Setup

In [12]:
%load_ext dotenv
%dotenv
import os
import sys
from pathlib import Path

sys.path.append(str(Path().resolve().parent))


The dotenv extension is already loaded. To reload it, use:
  %reload_ext dotenv


Loading the pdf content into Document objects langchain can handle

In [13]:
from langchain_community.document_loaders import PyPDFLoader

file_path = "../data/raw/50.pdf"
loader = PyPDFLoader(file_path,mode="single")
docs = loader.load()
print(type(docs[0]))

<class 'langchain_core.documents.base.Document'>


Splitting text into smaller chunks

In [14]:
from langchain_text_splitters import RecursiveCharacterTextSplitter
text_splitter = RecursiveCharacterTextSplitter(
    chunk_size=1000,
    chunk_overlap=200,
)
texts = text_splitter.split_documents(docs)
len(texts)


171

Loading an embedding model based on env setup

In [16]:
from src.util.embeddings import get_embedding_model
embedding_model = os.getenv("EMBEDDING_MODE","local")

embedding_model = get_embedding_model(embedding_model,model_name="qwen3-embedding:0.6b")
print(embedding_model)

model='qwen3-embedding:0.6b' validate_model_on_init=False base_url=None client_kwargs={} async_client_kwargs={} sync_client_kwargs={} mirostat=None mirostat_eta=None mirostat_tau=None num_ctx=None num_gpu=None keep_alive=None num_thread=None repeat_last_n=None repeat_penalty=None temperature=None stop=None tfs_z=None top_k=None top_p=None


We need a vectorstore to save the embeddings

In [5]:
collection_name = "simple_chunking_first_50"

In [17]:
from src.util.vectorstore import get_vectorstore
vector_store = get_vectorstore(embedding_model,collection_name=collection_name)

★ ★ ★ ★ ★

Challenge A: Gather every line in the rows below that contains the string "carving", and copy each one.

★ ★ ★ ★ ★

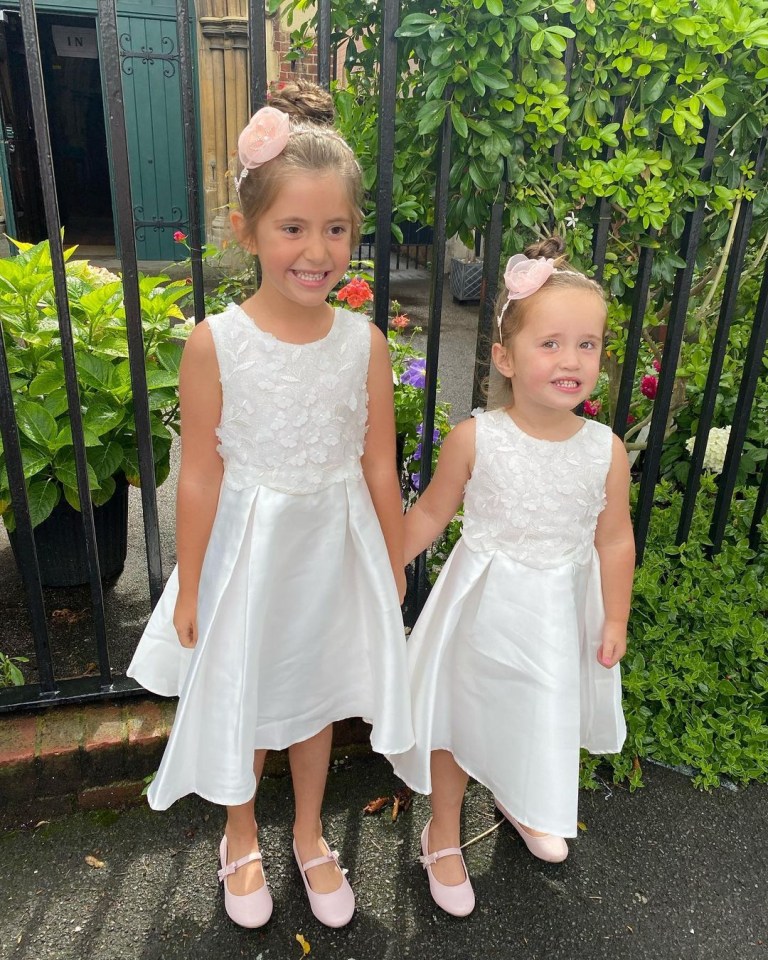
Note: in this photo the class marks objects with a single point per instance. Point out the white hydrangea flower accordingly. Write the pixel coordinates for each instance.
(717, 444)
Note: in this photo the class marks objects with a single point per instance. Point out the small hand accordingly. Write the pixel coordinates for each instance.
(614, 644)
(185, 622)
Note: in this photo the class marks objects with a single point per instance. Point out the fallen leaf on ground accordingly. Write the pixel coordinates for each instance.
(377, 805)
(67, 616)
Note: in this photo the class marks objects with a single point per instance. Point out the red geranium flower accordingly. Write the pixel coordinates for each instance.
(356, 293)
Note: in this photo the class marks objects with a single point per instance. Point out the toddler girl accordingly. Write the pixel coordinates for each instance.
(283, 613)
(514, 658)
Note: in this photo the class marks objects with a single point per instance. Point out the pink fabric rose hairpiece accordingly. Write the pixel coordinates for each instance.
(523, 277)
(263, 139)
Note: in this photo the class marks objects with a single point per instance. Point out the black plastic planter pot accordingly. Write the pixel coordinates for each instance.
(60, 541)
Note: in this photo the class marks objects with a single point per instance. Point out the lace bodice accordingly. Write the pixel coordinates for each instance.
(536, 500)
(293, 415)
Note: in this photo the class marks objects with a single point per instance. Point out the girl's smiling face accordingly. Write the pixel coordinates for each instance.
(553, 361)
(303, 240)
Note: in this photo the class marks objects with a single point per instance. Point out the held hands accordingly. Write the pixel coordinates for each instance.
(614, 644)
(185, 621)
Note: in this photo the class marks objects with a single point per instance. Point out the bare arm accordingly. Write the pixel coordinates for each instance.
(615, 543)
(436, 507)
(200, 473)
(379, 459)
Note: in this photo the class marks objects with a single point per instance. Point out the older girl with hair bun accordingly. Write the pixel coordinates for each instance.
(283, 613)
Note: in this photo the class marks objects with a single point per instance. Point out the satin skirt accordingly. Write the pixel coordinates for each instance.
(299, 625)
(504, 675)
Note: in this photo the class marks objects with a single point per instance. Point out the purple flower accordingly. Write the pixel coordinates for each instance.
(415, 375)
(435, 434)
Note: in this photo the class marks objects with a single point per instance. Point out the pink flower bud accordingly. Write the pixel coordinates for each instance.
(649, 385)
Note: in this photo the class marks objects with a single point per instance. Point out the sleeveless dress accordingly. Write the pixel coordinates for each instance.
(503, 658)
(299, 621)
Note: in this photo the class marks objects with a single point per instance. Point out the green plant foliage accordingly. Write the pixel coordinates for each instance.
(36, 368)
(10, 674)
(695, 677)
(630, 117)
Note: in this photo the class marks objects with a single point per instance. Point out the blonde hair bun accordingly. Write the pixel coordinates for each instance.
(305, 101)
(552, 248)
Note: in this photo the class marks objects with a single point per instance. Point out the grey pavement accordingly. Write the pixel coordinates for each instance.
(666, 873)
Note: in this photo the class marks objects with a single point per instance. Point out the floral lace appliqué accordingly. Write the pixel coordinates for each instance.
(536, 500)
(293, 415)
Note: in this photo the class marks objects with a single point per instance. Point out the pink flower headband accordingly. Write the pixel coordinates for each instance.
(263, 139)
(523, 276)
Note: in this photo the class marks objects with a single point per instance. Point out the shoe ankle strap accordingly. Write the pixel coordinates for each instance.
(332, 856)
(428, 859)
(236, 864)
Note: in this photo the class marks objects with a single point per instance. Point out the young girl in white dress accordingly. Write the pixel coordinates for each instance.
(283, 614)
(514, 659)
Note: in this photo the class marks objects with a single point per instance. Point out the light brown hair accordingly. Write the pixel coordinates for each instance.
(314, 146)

★ ★ ★ ★ ★

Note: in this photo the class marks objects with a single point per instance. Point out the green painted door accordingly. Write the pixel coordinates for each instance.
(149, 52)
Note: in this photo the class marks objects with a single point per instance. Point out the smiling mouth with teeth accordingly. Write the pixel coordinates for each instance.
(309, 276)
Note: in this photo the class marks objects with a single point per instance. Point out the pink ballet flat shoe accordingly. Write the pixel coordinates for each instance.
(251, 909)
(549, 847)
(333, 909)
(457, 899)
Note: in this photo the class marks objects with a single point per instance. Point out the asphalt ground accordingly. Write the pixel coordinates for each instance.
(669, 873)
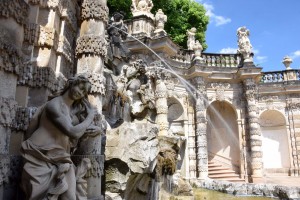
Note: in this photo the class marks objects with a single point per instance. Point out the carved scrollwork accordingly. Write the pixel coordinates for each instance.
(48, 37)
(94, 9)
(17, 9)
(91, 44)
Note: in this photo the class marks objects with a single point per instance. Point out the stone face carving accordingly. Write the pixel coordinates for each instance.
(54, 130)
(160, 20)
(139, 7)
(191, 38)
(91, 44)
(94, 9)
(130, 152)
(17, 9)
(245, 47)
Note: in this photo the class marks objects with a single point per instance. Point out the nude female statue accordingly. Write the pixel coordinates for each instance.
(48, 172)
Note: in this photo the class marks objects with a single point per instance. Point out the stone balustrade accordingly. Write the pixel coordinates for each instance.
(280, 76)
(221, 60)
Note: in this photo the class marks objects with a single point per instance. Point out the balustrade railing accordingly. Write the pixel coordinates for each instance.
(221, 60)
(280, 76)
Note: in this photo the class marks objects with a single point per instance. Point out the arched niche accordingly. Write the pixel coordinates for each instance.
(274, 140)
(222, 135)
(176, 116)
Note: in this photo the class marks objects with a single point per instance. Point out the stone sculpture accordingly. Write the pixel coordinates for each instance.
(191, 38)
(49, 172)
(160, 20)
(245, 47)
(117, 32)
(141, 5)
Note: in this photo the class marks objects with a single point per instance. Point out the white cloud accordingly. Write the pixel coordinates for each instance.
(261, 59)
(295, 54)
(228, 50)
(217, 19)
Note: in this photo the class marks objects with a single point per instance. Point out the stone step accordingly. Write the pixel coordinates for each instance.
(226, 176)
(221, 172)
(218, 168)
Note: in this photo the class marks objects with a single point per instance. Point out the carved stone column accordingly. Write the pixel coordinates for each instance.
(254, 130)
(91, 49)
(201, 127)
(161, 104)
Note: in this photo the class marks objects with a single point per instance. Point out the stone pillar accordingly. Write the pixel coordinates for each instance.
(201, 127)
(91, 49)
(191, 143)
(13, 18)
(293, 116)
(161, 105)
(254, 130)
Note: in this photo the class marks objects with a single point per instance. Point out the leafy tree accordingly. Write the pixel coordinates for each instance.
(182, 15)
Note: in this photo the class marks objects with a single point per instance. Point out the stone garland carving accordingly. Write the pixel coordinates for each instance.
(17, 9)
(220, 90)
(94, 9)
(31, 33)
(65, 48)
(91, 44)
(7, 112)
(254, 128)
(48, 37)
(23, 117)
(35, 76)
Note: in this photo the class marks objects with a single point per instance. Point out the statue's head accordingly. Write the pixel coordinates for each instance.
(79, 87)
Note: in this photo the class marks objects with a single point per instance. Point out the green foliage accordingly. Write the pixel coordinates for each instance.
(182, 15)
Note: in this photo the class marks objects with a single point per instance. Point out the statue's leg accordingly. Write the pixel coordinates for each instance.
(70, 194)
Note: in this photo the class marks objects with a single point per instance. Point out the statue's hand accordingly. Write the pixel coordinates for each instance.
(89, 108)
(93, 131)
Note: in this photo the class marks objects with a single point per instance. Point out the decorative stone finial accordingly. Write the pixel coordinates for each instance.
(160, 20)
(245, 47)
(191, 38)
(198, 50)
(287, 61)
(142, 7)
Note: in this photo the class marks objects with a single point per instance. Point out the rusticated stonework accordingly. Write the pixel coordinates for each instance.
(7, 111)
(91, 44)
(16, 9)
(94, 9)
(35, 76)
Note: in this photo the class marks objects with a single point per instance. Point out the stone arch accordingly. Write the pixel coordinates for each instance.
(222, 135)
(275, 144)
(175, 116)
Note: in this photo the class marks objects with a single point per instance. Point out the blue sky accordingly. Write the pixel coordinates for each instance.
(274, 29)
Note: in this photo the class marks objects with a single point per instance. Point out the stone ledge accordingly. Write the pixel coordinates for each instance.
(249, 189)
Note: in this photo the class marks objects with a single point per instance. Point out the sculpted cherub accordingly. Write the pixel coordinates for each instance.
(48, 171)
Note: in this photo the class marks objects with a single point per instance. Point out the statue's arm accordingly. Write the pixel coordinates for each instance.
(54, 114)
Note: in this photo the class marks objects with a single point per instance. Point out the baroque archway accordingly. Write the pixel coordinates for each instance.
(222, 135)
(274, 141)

★ ★ ★ ★ ★

Challenge B: Translate this sentence from the notebook above into Spanish: "The dotenv extension is already loaded."

Problem solution A:
Note: in this photo the class marks objects with a single point per instance. Point out the stone face carving accordingly. Write the pixel coordinates for each instance.
Note: in this photo the class marks objects with a single point per instance. Point out the stone garland carving accordingly. Write the pixel coordinates for each instance.

Problem solution B: La extensión dotenv ya está cargada.